Directions for this task: Output the non-blank lines of all the records below as a Markdown table with the columns Row and Line, numbering the rows and placing each line in the Line column. Leave out the pictures.
[Start]
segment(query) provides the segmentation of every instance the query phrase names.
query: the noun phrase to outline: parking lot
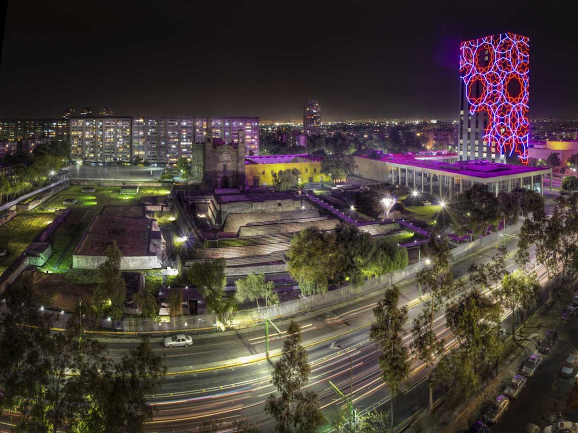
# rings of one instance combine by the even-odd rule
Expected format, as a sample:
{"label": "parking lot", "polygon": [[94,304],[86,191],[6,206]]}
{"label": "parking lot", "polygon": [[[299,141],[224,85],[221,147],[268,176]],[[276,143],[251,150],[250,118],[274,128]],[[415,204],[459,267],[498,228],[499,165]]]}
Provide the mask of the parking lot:
{"label": "parking lot", "polygon": [[[543,354],[542,365],[533,377],[528,378],[518,398],[510,401],[507,411],[491,427],[492,431],[523,431],[528,423],[543,428],[550,424],[546,417],[557,412],[562,413],[565,420],[578,420],[578,390],[574,379],[578,369],[574,369],[570,378],[560,374],[568,355],[578,355],[578,321],[575,317],[569,321],[559,320],[555,329],[558,343],[550,353]],[[537,343],[542,335],[532,334],[531,328],[529,330],[528,336],[532,341],[526,342],[527,357],[538,351]],[[506,385],[502,387],[502,391]]]}

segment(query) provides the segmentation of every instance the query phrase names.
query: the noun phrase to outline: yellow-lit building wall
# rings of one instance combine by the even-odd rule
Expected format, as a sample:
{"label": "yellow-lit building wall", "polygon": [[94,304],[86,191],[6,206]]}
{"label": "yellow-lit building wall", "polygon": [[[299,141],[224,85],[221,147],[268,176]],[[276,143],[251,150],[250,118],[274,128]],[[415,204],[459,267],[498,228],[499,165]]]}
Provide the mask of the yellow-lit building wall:
{"label": "yellow-lit building wall", "polygon": [[[257,186],[257,185],[270,186],[275,183],[273,178],[273,173],[279,173],[281,170],[292,170],[294,168],[299,170],[301,182],[312,183],[331,180],[329,176],[321,173],[321,163],[320,161],[246,164],[245,176],[247,177],[247,182],[249,186]],[[256,180],[258,180],[258,183],[255,183]]]}

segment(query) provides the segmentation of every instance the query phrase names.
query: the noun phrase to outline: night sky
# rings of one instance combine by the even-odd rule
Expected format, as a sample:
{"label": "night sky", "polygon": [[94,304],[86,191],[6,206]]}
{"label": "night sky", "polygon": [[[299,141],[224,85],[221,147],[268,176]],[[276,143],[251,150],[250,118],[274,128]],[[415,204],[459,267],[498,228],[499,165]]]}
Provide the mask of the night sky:
{"label": "night sky", "polygon": [[396,2],[10,0],[0,117],[454,119],[460,42],[505,31],[530,38],[531,117],[578,116],[570,2]]}

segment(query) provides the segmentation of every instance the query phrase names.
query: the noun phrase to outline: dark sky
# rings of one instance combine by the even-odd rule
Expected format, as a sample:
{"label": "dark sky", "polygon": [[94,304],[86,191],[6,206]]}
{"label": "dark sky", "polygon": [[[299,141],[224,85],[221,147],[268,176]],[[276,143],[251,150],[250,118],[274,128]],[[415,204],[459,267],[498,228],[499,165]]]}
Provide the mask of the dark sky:
{"label": "dark sky", "polygon": [[530,38],[531,116],[578,116],[571,2],[375,3],[10,0],[0,117],[455,118],[460,41],[504,31]]}

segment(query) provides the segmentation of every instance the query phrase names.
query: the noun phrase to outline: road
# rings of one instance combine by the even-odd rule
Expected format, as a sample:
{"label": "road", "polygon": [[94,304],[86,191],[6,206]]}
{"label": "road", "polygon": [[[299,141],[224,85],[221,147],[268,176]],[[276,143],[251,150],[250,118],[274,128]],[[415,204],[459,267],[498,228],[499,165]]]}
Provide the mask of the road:
{"label": "road", "polygon": [[[509,251],[513,250],[517,242],[508,239]],[[491,255],[491,250],[486,250],[465,258],[454,265],[454,273],[462,277],[470,264],[487,262]],[[513,260],[508,262],[510,269],[515,267]],[[413,281],[399,287],[401,302],[410,307],[409,327],[423,304],[418,299],[418,288]],[[328,420],[333,420],[344,408],[328,381],[331,380],[347,395],[351,392],[350,356],[353,360],[353,397],[357,408],[362,410],[389,400],[377,363],[379,351],[369,338],[372,309],[382,295],[377,293],[347,305],[295,319],[302,327],[302,344],[307,349],[312,366],[309,382],[304,389],[317,393]],[[276,324],[284,331],[288,323],[283,321]],[[504,326],[509,329],[508,325]],[[446,347],[455,343],[446,327],[443,312],[436,318],[436,332],[446,338]],[[159,393],[149,399],[157,412],[147,431],[187,432],[194,431],[208,419],[230,421],[239,417],[247,419],[263,431],[272,431],[272,421],[263,412],[263,404],[275,390],[270,380],[276,358],[272,357],[271,361],[264,359],[263,332],[261,327],[198,335],[194,337],[193,346],[187,349],[166,349],[161,345],[161,339],[153,339],[155,351],[166,357],[169,375]],[[282,335],[271,339],[273,356],[282,346],[283,338]],[[410,338],[408,335],[406,343],[409,343]],[[110,356],[120,357],[134,344],[127,339],[113,341],[109,344]],[[340,351],[336,344],[343,346],[347,353]],[[412,369],[410,383],[395,401],[395,414],[399,420],[428,404],[427,384],[424,382],[427,369],[413,360]]]}

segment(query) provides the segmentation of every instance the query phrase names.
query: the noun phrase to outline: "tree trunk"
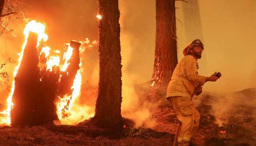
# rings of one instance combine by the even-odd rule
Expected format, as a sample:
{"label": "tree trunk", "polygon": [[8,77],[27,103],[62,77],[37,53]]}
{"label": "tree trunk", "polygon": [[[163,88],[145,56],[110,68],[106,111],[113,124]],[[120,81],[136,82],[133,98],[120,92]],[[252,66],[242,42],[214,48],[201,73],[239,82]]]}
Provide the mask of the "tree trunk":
[End]
Result of the exercise:
| Row | Line |
|---|---|
| 1 | segment(query) provides the segmentation of every instance the query phrase names. |
| 2 | query: the noun phrase to outline: parking lot |
| 3 | # rings of one instance combine by the even-odd rule |
| 4 | Expected format, as a sample: |
| 5 | {"label": "parking lot", "polygon": [[94,304],[86,191],[6,206]]} |
| 6 | {"label": "parking lot", "polygon": [[[299,141],[224,85],[221,147],[268,176]],[[276,143],[251,150],[250,118],[274,128]],[[415,204],[459,267],[498,228],[499,165]]]} |
| 7 | Provide the mask of the parking lot: |
| 8 | {"label": "parking lot", "polygon": [[[543,354],[542,365],[533,377],[528,378],[518,398],[510,401],[507,411],[491,427],[492,431],[523,431],[528,423],[543,428],[550,424],[546,417],[557,412],[562,413],[565,420],[578,420],[578,390],[574,379],[578,369],[574,369],[570,378],[560,374],[568,355],[578,355],[578,321],[575,317],[569,321],[559,320],[555,329],[558,343],[550,353]],[[537,343],[542,335],[532,334],[531,328],[529,330],[528,336],[532,341],[526,342],[527,357],[538,351]],[[506,385],[502,387],[502,391]]]} |
| 9 | segment(query) provides the segmentation of every instance the query phrase names. |
| 10 | query: the noun phrase to outline: yellow-lit building wall |
| 11 | # rings of one instance combine by the even-odd rule |
| 12 | Expected format, as a sample: |
| 13 | {"label": "yellow-lit building wall", "polygon": [[94,304],[86,191],[6,206]]} |
| 14 | {"label": "yellow-lit building wall", "polygon": [[[299,141],[224,85],[221,147],[268,176]],[[276,143],[251,150],[250,118],[274,128]],[[415,204],[459,267],[498,228],[499,165]]]} |
| 15 | Provide the mask of the yellow-lit building wall: |
| 16 | {"label": "yellow-lit building wall", "polygon": [[[257,186],[257,185],[270,186],[275,183],[273,178],[273,173],[279,173],[281,170],[292,170],[294,168],[299,170],[301,182],[312,183],[331,180],[329,176],[321,173],[321,163],[320,161],[246,164],[245,176],[247,177],[247,182],[249,186]],[[256,180],[258,180],[258,183],[255,183]]]} |
| 17 | segment(query) provides the segmentation of every instance the query phrase names. |
| 18 | query: the noun phrase to outline: night sky |
| 19 | # rings of one instance combine by the even-odd rule |
| 20 | Expected format, as a sample: |
| 21 | {"label": "night sky", "polygon": [[94,304],[86,191],[6,206]]} |
| 22 | {"label": "night sky", "polygon": [[[299,141],[224,85],[221,147],[268,176]],[[276,143],[251,150],[250,118],[274,128]],[[415,204],[459,267],[498,228],[499,165]]]} |
| 23 | Provide the mask of the night sky: |
| 24 | {"label": "night sky", "polygon": [[396,2],[10,0],[0,117],[454,119],[460,42],[505,31],[530,38],[531,117],[578,116],[570,2]]} |
| 25 | segment(query) provides the segmentation of every instance the query phrase names. |
| 26 | query: the noun phrase to outline: dark sky |
| 27 | # rings of one instance combine by the even-odd rule |
| 28 | Expected format, as a sample: |
| 29 | {"label": "dark sky", "polygon": [[94,304],[86,191],[6,206]]} |
| 30 | {"label": "dark sky", "polygon": [[[299,141],[224,85],[221,147],[268,176]],[[276,143],[251,150],[250,118],[274,128]],[[415,204],[459,267],[498,228],[499,165]]]} |
| 31 | Provide the mask of the dark sky: |
| 32 | {"label": "dark sky", "polygon": [[530,38],[531,116],[578,116],[571,2],[375,3],[10,0],[0,117],[455,118],[460,41],[504,31]]} |
| 33 | segment(query) provides the segmentation of every instance the query phrase names. |
| 34 | query: the noun phrase to outline: road |
| 35 | # rings of one instance combine by the even-odd rule |
| 36 | Expected format, as a sample: |
| 37 | {"label": "road", "polygon": [[94,304],[86,191],[6,206]]} |
| 38 | {"label": "road", "polygon": [[[299,141],[224,85],[221,147],[268,176]],[[276,143],[251,150],[250,118],[274,128]],[[415,204],[459,267],[498,228],[499,165]]]} |
| 39 | Provide the mask of the road: |
| 40 | {"label": "road", "polygon": [[[509,251],[513,250],[517,242],[508,239]],[[491,255],[491,250],[486,250],[465,258],[454,265],[454,273],[462,277],[470,264],[487,262]],[[513,260],[508,262],[510,269],[515,267]],[[413,281],[399,287],[401,302],[410,307],[409,327],[423,304],[418,299],[418,288]],[[328,420],[333,420],[344,408],[328,381],[331,380],[347,395],[351,392],[350,356],[353,360],[353,397],[357,408],[362,410],[389,400],[377,363],[379,351],[369,338],[372,309],[382,295],[377,293],[347,305],[295,319],[302,327],[302,344],[307,349],[312,366],[309,382],[304,389],[317,393]],[[276,324],[284,331],[288,323],[283,321]],[[504,326],[509,329],[508,325]],[[446,347],[455,343],[446,327],[443,312],[436,318],[436,332],[446,338]],[[159,393],[149,399],[157,412],[147,431],[187,432],[194,431],[208,419],[230,421],[239,417],[247,419],[263,431],[272,431],[272,421],[263,412],[263,404],[275,390],[270,380],[276,358],[272,357],[271,361],[264,359],[263,332],[261,327],[198,335],[194,337],[193,346],[187,349],[166,349],[161,345],[161,339],[153,339],[155,351],[166,357],[169,375]],[[282,335],[271,339],[273,356],[282,346],[283,338]],[[410,338],[408,335],[406,343],[409,343]],[[110,356],[120,357],[134,344],[127,339],[113,341],[109,344]],[[340,351],[336,344],[343,346],[347,353]],[[412,369],[410,383],[395,401],[395,414],[399,420],[428,404],[427,384],[424,382],[427,369],[413,360]]]} |
| 41 | segment(query) provides the segmentation of every instance the query phrase names. |
| 42 | query: the noun phrase to outline: "tree trunk" |
| 43 | # rings of one instance combine by the even-odd rule |
| 44 | Expected format, as a sample: |
| 45 | {"label": "tree trunk", "polygon": [[8,77],[27,103],[62,77],[37,53]]} |
| 46 | {"label": "tree trunk", "polygon": [[[163,88],[145,56],[110,68],[106,111],[113,124]],[[120,81],[136,82],[133,98],[120,92]],[[252,66],[242,42],[214,48],[201,73],[239,82]]]} |
| 47 | Provide the mask of the "tree trunk": |